[Dataset rows]
+ + + + +
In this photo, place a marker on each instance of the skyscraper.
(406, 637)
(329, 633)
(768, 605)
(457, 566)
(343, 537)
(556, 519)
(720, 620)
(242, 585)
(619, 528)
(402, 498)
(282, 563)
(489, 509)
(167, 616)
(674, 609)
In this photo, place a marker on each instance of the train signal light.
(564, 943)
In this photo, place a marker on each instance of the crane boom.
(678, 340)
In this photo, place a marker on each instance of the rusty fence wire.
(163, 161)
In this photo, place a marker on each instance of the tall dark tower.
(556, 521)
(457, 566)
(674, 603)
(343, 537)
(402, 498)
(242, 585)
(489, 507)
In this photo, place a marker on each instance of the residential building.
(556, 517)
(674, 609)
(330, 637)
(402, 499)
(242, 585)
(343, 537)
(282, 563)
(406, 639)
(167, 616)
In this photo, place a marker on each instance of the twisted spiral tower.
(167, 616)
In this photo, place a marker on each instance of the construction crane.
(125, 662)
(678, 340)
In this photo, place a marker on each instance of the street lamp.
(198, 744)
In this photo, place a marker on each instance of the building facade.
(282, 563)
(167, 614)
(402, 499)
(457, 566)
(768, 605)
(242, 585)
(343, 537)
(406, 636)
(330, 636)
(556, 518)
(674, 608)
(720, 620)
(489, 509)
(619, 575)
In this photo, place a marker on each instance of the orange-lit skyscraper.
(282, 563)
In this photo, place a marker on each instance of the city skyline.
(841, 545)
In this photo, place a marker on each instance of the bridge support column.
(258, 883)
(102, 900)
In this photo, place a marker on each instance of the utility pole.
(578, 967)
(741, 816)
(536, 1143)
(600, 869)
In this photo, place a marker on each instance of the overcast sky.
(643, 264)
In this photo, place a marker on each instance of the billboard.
+ + + + +
**What is expected:** Change "place a marker" to "put a pin" throughout the entries, from the line with "the crane boom." up to and including the last line of the entries. Give those lines again with everything else unchanged.

**Answer to the exercise:**
In this photo, put a pin on each instance of the crane boom.
(678, 340)
In this photo, put a pin on each instance of the rusty fence wire.
(163, 161)
In this photo, put a pin on each instance of the tall dark tower.
(556, 521)
(457, 566)
(674, 603)
(343, 537)
(402, 498)
(242, 585)
(489, 507)
In this photo, put a pin on each instance of the residential building.
(556, 517)
(674, 609)
(330, 637)
(402, 499)
(242, 585)
(343, 537)
(282, 563)
(406, 639)
(167, 616)
In this photo, put a pin on each instance of the twisted spiral tower.
(167, 616)
In this photo, put a pin on each instance of the construction crane.
(125, 662)
(678, 340)
In this photo, put a pin on each instance of the street lamp.
(198, 744)
In this photo, put a pin on each instance of the building facade.
(282, 563)
(167, 614)
(402, 499)
(457, 566)
(768, 605)
(242, 585)
(343, 537)
(406, 636)
(330, 636)
(556, 518)
(674, 608)
(720, 620)
(489, 509)
(619, 575)
In this photo, put a pin on each instance of the orange-lit skyscraper.
(282, 563)
In this photo, put a pin on each instance of the city skyline.
(841, 545)
In this photo, put a pin on each instance of the bridge support column.
(258, 883)
(102, 900)
In this photo, put a pin on each instance of the utility pole.
(578, 967)
(741, 816)
(536, 1143)
(600, 869)
In this photo, put a pin on each instance of the overcast sky.
(643, 264)
In this photo, put a pin on each instance of the billboard.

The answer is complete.